■ Natural language region descriptions:
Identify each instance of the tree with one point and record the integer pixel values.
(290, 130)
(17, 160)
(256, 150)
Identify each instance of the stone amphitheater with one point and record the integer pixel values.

■ What to do: What is needed is a faithful transcription of every entry.

■ Solution to this exercise:
Identify each instance of the tree with one point and record the integer pixel values.
(290, 130)
(17, 160)
(256, 150)
Identify each instance of the stone amphitheater with one point and record the integer pixel values.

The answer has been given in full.